▶ [Work request]
Every line of the data that contains the string "television" must be copied.

===== Available records

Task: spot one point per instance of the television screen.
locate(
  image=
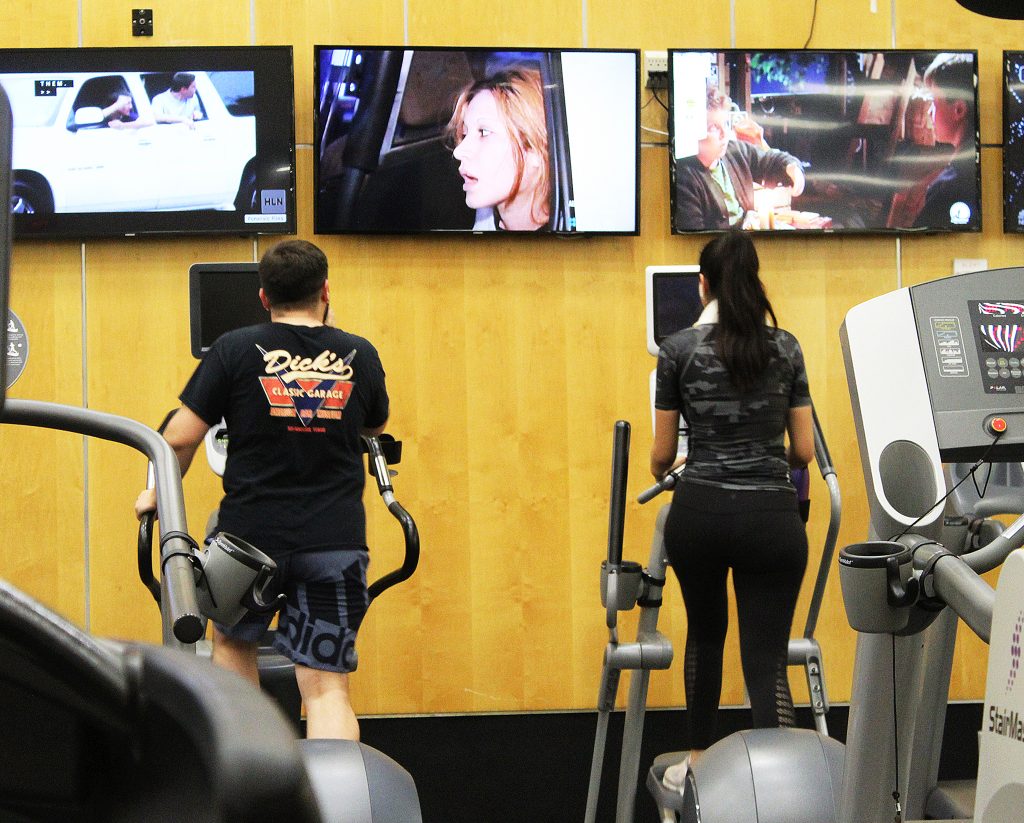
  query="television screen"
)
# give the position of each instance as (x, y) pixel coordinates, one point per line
(476, 140)
(6, 129)
(222, 297)
(1013, 141)
(858, 141)
(118, 141)
(673, 302)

==========

▶ [Result of this task]
Task: spot one point per instance of the television screen.
  query="television screen"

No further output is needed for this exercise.